# Work required
Pull every line containing "ring" from the listing below.

# Task material
^^^^^^^^^^^^^^^^

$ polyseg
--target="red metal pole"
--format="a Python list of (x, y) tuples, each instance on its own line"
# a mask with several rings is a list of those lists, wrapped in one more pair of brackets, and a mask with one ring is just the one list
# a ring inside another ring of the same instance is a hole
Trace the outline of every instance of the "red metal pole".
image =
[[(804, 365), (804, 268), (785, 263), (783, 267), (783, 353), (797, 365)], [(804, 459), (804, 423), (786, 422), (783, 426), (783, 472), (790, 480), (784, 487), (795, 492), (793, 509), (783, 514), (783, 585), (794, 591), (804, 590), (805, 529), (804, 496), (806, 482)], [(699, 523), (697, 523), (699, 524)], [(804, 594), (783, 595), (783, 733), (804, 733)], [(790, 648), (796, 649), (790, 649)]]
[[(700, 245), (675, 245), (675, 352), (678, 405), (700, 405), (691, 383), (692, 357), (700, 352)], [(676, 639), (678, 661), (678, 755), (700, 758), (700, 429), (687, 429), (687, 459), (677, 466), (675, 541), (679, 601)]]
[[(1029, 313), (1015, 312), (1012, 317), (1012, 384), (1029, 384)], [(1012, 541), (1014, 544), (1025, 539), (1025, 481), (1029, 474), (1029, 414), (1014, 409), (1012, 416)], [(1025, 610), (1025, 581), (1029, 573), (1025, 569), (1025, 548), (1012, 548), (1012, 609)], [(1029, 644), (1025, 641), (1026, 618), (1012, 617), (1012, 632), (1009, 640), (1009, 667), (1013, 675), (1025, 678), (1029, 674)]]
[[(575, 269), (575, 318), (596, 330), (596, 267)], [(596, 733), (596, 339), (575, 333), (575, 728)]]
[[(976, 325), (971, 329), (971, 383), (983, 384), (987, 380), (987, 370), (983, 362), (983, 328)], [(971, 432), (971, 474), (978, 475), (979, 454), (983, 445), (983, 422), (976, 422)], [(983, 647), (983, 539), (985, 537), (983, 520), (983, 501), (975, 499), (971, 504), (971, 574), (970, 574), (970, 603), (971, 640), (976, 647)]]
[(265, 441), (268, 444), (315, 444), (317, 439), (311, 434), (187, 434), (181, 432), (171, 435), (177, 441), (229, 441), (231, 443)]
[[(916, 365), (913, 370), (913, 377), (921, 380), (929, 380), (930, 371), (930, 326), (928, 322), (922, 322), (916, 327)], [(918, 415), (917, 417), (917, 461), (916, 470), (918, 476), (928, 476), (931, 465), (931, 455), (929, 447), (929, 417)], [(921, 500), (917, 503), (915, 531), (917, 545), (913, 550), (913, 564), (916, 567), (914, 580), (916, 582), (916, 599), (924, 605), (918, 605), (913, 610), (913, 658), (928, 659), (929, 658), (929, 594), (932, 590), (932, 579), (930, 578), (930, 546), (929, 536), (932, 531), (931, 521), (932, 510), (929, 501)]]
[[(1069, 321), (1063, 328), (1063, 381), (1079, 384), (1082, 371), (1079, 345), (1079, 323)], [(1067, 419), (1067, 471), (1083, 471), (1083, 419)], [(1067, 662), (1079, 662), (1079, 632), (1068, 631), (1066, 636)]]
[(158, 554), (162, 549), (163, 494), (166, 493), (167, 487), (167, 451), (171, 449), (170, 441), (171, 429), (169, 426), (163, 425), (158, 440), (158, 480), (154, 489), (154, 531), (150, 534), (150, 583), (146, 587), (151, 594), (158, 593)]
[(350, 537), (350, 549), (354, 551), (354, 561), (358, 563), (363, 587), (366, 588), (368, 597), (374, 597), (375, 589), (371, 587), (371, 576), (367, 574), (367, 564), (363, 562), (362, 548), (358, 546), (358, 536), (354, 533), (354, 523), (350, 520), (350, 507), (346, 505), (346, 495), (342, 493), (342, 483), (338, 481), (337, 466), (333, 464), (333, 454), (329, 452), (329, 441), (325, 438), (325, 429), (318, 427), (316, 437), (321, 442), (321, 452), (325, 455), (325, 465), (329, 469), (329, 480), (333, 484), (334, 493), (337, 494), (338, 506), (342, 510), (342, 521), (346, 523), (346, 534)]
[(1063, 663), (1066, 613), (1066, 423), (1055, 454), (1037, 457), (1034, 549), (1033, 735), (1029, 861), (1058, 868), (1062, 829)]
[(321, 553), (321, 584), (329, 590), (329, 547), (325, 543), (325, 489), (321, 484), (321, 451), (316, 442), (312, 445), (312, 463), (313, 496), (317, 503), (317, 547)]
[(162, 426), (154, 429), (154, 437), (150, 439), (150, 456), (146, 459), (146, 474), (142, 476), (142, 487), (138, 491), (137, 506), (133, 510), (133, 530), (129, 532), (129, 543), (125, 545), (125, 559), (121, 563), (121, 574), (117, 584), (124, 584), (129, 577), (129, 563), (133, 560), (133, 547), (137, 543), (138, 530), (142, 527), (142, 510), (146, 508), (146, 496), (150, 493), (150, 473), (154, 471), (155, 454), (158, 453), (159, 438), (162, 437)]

^^^^^^^^^^^^^^^^

# Task solution
# a mask with several rings is a list of those lists, wrapped in one more pair of brackets, and a mask with one ring is just the one list
# a ring inside another ring of the same instance is a hole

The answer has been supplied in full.